## Begin DATASET ENTRIES

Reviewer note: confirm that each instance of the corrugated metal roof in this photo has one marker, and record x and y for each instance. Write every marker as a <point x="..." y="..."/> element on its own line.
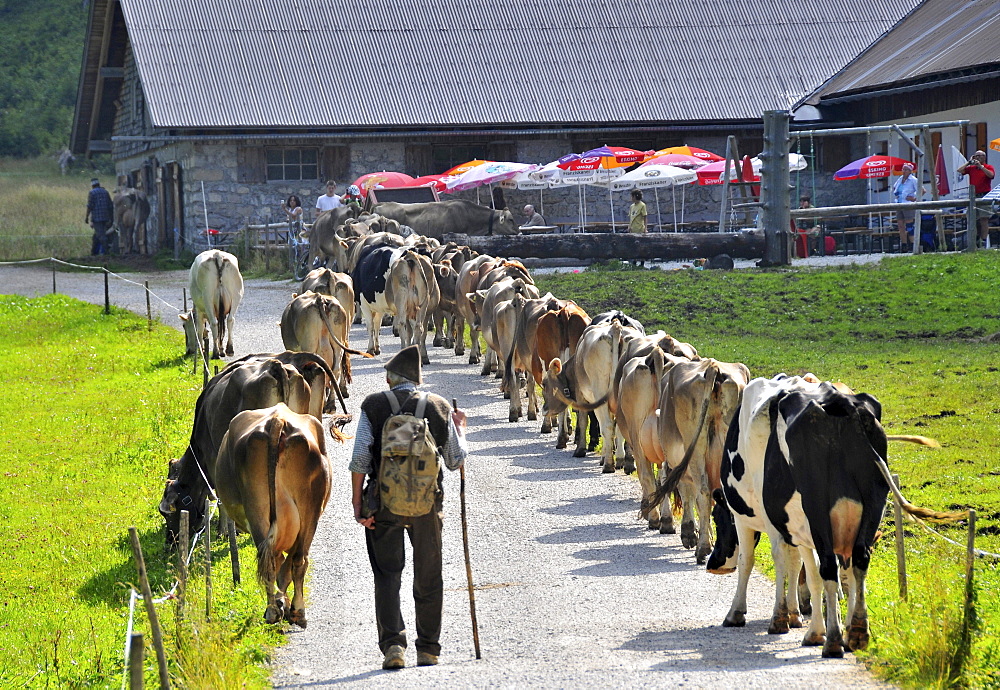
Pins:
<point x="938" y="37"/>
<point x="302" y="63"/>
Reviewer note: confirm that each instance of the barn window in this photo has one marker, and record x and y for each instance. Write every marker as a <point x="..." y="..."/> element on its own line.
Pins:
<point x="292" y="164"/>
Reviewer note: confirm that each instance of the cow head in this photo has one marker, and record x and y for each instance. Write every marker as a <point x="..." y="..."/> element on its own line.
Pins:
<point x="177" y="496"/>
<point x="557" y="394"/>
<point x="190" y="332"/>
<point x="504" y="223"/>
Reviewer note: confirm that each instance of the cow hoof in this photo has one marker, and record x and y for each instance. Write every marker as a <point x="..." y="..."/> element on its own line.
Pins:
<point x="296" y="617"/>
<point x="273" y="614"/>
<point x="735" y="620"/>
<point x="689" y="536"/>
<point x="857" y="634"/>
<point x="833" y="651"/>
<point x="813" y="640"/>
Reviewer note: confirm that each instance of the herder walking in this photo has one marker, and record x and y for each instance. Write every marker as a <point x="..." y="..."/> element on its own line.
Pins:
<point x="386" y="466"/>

## End DATASET ENTRIES
## Begin DATASET ENTRIES

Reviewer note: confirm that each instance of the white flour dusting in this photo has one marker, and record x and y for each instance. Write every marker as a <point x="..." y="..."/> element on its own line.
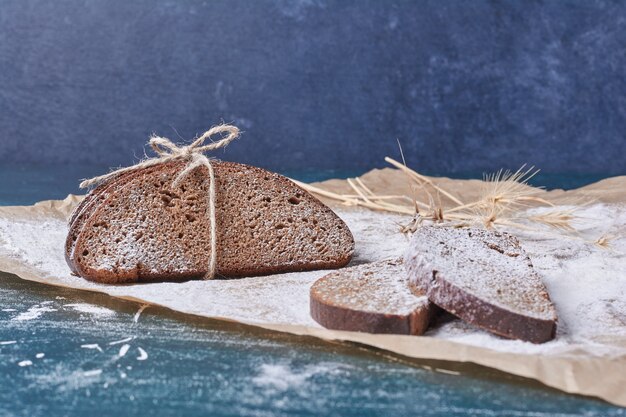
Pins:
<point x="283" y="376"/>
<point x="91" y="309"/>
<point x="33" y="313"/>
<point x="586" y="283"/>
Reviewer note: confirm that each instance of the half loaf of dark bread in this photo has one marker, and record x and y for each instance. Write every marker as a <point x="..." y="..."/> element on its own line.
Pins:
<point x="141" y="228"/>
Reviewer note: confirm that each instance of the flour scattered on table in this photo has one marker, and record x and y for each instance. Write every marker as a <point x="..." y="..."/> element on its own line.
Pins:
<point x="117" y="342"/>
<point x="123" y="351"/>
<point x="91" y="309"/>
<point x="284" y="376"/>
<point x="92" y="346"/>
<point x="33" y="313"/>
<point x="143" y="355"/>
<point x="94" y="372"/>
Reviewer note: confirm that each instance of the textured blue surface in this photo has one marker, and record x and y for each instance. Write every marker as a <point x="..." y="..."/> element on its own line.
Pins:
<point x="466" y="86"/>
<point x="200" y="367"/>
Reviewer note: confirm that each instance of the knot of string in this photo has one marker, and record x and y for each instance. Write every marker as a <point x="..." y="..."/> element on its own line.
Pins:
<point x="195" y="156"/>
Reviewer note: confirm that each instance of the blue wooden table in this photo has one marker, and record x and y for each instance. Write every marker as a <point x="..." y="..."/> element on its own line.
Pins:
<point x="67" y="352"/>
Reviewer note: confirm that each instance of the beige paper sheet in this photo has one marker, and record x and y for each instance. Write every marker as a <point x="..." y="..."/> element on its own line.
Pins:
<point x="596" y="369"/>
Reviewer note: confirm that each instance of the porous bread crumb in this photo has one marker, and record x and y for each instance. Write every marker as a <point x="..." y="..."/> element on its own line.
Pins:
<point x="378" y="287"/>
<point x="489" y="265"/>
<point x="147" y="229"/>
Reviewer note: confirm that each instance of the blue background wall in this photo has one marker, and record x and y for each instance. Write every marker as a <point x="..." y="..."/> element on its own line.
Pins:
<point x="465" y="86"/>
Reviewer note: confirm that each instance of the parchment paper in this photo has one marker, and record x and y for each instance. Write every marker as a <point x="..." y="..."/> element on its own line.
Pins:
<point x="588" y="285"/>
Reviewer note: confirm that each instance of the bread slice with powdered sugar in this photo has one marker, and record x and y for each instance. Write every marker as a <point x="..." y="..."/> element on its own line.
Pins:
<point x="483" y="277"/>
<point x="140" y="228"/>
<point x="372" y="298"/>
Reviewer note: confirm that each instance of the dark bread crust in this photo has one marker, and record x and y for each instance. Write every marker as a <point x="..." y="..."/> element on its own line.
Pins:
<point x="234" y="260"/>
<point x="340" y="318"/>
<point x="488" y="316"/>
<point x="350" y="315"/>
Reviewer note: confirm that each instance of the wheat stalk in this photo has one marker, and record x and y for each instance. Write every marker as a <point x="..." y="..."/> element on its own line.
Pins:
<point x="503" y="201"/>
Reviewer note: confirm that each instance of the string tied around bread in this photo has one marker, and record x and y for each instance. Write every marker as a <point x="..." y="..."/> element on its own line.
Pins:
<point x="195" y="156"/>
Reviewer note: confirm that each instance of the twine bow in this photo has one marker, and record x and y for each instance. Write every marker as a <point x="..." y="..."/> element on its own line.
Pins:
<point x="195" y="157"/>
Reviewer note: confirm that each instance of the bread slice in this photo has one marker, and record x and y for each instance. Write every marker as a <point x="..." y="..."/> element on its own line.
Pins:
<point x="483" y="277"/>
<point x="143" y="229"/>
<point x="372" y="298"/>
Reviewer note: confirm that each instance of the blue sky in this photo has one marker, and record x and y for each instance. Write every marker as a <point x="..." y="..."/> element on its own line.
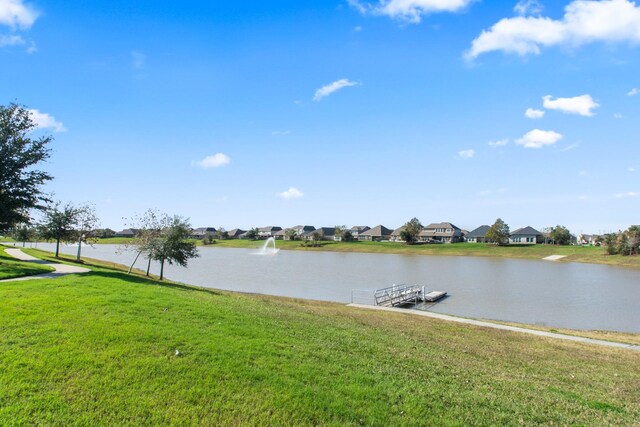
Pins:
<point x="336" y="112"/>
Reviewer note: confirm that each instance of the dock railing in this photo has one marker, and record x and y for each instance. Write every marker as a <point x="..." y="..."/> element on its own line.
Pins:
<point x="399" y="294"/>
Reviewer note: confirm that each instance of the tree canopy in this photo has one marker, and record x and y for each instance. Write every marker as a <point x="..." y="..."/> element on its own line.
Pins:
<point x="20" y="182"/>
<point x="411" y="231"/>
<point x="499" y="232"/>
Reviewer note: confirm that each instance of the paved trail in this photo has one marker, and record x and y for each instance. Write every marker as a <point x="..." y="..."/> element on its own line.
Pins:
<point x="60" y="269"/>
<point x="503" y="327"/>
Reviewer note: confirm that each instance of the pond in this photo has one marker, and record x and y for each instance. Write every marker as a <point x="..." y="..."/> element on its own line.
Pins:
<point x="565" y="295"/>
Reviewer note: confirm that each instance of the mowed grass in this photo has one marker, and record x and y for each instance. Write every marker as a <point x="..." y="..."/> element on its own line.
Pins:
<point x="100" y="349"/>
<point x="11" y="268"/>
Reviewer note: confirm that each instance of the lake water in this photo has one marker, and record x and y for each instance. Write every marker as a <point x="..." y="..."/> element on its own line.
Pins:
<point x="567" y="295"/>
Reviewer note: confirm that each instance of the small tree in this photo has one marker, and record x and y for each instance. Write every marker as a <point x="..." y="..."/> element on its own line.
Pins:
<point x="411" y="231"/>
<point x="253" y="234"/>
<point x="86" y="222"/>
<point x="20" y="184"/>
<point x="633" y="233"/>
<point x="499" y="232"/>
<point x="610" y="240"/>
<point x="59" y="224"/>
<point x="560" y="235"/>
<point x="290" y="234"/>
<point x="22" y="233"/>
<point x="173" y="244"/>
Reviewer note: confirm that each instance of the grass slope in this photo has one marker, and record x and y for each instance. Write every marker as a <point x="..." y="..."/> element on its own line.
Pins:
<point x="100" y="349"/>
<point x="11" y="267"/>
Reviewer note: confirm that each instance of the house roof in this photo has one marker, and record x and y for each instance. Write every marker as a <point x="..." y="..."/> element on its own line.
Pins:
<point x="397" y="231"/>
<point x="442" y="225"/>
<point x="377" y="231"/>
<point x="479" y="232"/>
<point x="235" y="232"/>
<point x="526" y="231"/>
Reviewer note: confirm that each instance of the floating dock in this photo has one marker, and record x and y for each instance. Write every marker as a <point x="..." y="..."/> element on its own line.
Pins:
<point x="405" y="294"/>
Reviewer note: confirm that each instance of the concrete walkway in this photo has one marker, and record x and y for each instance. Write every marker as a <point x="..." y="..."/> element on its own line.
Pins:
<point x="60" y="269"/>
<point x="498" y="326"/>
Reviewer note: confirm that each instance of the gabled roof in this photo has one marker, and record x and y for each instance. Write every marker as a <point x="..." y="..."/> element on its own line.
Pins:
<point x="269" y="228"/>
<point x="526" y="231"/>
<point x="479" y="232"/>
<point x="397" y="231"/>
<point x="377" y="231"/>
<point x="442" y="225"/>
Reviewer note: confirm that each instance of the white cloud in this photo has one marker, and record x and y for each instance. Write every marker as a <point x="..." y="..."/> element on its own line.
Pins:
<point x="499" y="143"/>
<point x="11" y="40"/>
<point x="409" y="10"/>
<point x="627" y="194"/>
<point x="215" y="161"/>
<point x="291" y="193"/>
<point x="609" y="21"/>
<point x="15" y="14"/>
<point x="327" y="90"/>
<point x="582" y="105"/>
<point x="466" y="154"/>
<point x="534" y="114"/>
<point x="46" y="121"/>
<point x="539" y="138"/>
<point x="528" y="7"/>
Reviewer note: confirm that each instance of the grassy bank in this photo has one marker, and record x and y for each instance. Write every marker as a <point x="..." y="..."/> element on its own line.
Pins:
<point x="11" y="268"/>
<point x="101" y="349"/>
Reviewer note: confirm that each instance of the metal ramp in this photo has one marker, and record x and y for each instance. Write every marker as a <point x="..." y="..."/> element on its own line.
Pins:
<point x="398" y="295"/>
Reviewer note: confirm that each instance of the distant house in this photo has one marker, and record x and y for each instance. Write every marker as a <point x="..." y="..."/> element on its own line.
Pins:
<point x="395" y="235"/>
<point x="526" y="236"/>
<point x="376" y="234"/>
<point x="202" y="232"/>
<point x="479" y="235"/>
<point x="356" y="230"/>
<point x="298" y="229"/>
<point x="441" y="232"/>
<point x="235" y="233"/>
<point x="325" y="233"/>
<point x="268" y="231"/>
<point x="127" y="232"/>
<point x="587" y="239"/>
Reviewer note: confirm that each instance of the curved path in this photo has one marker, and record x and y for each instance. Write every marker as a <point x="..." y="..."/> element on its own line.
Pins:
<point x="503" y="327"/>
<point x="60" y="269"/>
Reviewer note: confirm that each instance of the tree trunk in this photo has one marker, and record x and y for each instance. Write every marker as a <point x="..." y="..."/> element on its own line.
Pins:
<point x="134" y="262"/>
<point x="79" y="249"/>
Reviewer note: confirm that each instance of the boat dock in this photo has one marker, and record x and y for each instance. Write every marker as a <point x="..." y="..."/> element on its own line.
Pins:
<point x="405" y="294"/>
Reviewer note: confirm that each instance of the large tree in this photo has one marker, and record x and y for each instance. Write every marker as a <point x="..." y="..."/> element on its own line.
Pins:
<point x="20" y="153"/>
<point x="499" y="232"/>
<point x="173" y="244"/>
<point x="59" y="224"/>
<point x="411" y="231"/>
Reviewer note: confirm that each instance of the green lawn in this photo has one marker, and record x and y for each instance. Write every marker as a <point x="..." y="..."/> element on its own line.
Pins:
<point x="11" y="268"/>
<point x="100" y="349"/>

## End DATASET ENTRIES

SET TASK: Extract every line of the material that contains the word "large", matching case exactly.

CORRECT OUTPUT:
Reviewer note: confirm that each instance of the large tree in this photo has one marker, and record x and y for each instance. Write every marker as a <point x="..." y="..."/> element on its own line.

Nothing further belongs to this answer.